[Lesetext]:
━━━

Möglichst große Freiheiten in der Produktion
Das Ergebnis dieser erfolgreichen Forschungs- und Entwicklungsarbeit steht nun als zum Patent angemeldeter Siliconschaum zur Verfügung, nämlich als Elastosil BTB-System. BTB steht für „bimorphologischer Treibbatch“, da das System sowohl offen- als auch geschlossenzellige Strukturen erzeugt, also gemischtzelligen Schaum. Neben den vielseitigen Eigenschaften des Siliconschaums erhalten Anwender eine Technologie, die auch viele Freiheiten bei der Produktion zulässt.
Der Siliconschaum ist leicht nutzbar und zu verarbeiten, sowohl für diejenigen, die über eine sehr gute Systemkontrolle verfügen, als auch für solche, die sich mit einfacheren Verfahren begnügen. So kann die Vulkanisation wahlweise über den Zusatz von Peroxid als sogenannter Vernetzer erfolgen. Aber auch die Zugabe von sehr geringen Mengen eines Platinkatalysators – nur wenige Teile auf eine Million Teile Siliconpolymere (ppm) – liefert in der 30- bis 300-sekündigen Aufschäumzeit einen Vernetzungsgrad nach Wunsch.

━━━

[Aufgabe]:
Schreib aus dem Text über den Siliconschaum die Stelle wortgetreu ab, die bei „Der Siliconschaum ist“ anfängt. Hör nach „Vernetzungsgrad nach Wunsch.“ auf.

[Gesammelte Dateneinträge]:
━━━

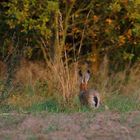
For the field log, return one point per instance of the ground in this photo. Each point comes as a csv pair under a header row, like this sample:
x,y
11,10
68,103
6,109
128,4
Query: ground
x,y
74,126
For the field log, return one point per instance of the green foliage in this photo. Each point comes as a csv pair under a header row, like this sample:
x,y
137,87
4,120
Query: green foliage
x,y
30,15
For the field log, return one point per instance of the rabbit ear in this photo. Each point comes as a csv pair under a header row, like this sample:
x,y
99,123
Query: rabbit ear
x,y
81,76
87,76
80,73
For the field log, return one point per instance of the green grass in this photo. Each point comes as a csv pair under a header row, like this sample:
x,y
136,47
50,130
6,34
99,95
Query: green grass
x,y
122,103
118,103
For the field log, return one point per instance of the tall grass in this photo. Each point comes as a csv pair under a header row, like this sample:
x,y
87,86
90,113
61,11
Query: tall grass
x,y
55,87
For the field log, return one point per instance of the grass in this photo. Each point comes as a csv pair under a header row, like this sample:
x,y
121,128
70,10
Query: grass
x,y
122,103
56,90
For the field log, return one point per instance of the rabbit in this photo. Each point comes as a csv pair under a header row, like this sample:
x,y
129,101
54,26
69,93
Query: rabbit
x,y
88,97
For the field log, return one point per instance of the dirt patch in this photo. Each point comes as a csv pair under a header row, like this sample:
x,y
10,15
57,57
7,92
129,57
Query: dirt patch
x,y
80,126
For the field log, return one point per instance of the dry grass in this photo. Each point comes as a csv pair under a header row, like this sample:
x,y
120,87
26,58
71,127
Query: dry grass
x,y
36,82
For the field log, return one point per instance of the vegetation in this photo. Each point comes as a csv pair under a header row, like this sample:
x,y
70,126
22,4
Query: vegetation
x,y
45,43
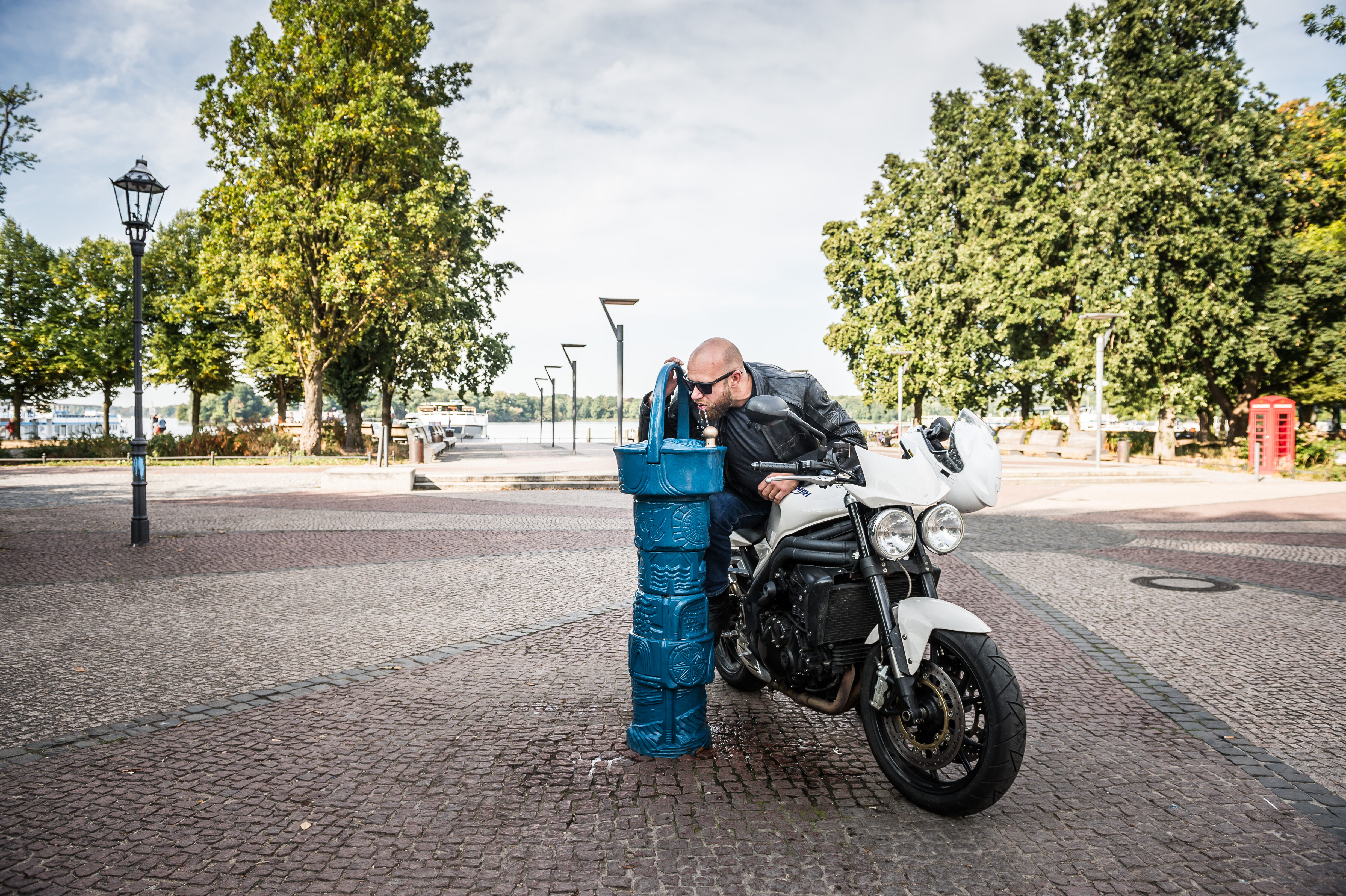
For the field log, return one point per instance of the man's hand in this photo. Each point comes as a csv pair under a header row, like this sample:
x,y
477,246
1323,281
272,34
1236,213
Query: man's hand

━━━

[Lösung]:
Der Siliconschaum ist leicht nutzbar und zu verarbeiten, sowohl für diejenigen, die über eine sehr gute Systemkontrolle verfügen, als auch für solche, die sich mit einfacheren Verfahren begnügen. So kann die Vulkanisation wahlweise über den Zusatz von Peroxid als sogenannter Vernetzer erfolgen. Aber auch die Zugabe von sehr geringen Mengen eines Platinkatalysators – nur wenige Teile auf eine Million Teile Siliconpolymere (ppm) – liefert in der 30- bis 300-sekündigen Aufschäumzeit einen Vernetzungsgrad nach Wunsch.